▸ **Assignment**
If a line below contains "vest", count it. Report the final total and nothing more.

START Extracted material

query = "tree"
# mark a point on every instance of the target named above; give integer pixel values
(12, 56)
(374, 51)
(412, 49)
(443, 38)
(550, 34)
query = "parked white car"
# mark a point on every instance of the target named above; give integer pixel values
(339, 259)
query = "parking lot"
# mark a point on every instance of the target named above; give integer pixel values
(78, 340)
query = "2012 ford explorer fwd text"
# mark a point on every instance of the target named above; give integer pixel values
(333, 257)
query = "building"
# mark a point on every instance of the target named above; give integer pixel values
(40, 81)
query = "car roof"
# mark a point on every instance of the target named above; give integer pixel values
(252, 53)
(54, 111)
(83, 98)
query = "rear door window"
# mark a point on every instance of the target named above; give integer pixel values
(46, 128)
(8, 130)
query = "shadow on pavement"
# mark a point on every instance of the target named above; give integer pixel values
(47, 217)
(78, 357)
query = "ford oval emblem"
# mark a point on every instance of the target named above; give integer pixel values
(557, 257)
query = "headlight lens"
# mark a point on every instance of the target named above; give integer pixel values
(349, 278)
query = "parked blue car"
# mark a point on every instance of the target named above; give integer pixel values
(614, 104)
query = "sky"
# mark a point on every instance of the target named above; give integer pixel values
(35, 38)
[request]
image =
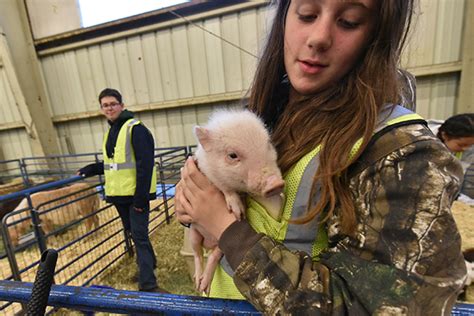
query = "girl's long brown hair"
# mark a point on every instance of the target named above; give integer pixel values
(337, 117)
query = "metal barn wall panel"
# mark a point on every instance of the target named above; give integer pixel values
(182, 62)
(13, 142)
(436, 96)
(8, 109)
(169, 127)
(437, 34)
(157, 70)
(436, 44)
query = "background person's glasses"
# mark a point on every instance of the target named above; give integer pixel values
(109, 105)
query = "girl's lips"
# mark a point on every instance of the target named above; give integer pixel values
(310, 68)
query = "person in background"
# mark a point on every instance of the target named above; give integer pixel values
(366, 227)
(130, 179)
(457, 133)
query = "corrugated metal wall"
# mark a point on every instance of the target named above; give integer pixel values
(175, 76)
(437, 40)
(157, 71)
(13, 141)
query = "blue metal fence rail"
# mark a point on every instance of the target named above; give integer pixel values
(126, 302)
(96, 299)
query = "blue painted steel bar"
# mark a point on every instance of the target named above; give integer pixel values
(38, 188)
(125, 302)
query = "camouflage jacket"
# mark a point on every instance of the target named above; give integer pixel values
(405, 259)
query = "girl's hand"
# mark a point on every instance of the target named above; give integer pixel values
(199, 202)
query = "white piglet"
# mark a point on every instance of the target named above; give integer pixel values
(235, 153)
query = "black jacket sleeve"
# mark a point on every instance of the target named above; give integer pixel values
(92, 169)
(144, 148)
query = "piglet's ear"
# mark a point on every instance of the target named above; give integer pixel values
(203, 136)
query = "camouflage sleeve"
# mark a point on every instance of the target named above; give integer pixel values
(405, 259)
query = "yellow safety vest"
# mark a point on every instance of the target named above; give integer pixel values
(120, 171)
(310, 237)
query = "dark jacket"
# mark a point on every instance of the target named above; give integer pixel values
(143, 146)
(405, 258)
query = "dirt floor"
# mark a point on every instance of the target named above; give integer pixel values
(172, 270)
(464, 216)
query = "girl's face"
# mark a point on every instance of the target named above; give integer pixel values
(457, 144)
(324, 39)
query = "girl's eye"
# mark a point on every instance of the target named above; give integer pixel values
(348, 24)
(306, 17)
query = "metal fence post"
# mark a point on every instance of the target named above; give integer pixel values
(37, 226)
(163, 190)
(24, 173)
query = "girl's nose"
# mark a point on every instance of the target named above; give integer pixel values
(320, 37)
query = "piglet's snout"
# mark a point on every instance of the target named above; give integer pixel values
(273, 186)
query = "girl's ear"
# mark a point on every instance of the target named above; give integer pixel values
(203, 136)
(444, 137)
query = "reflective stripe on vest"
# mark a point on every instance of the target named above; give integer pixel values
(304, 237)
(120, 170)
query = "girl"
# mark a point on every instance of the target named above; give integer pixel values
(366, 225)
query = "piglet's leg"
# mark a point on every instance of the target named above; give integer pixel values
(212, 261)
(234, 203)
(196, 240)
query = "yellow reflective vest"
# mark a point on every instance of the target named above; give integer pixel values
(310, 237)
(120, 170)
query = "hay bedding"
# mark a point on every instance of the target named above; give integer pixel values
(172, 272)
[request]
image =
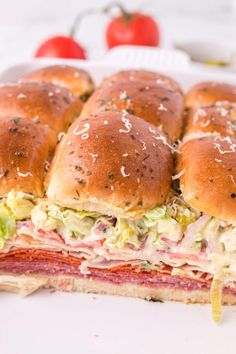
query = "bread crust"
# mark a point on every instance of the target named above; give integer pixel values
(26, 149)
(208, 93)
(78, 81)
(219, 118)
(145, 99)
(25, 285)
(208, 183)
(42, 102)
(112, 162)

END Extracted material

▸ **Result of this task**
3